Locate every line below that contains the string "returns", and copy each such line in full.

+--

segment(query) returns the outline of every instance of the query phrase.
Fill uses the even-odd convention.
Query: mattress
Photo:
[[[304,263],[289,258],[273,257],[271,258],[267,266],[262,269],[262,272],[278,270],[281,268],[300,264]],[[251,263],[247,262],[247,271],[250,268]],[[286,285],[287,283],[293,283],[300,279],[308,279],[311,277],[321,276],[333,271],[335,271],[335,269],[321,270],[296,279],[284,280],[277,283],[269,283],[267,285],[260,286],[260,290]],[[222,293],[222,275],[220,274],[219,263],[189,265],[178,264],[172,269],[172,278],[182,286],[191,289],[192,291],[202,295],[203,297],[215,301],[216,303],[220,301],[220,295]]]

+--

Answer for the task »
segment(query) returns the outline of every instance of the query phrase.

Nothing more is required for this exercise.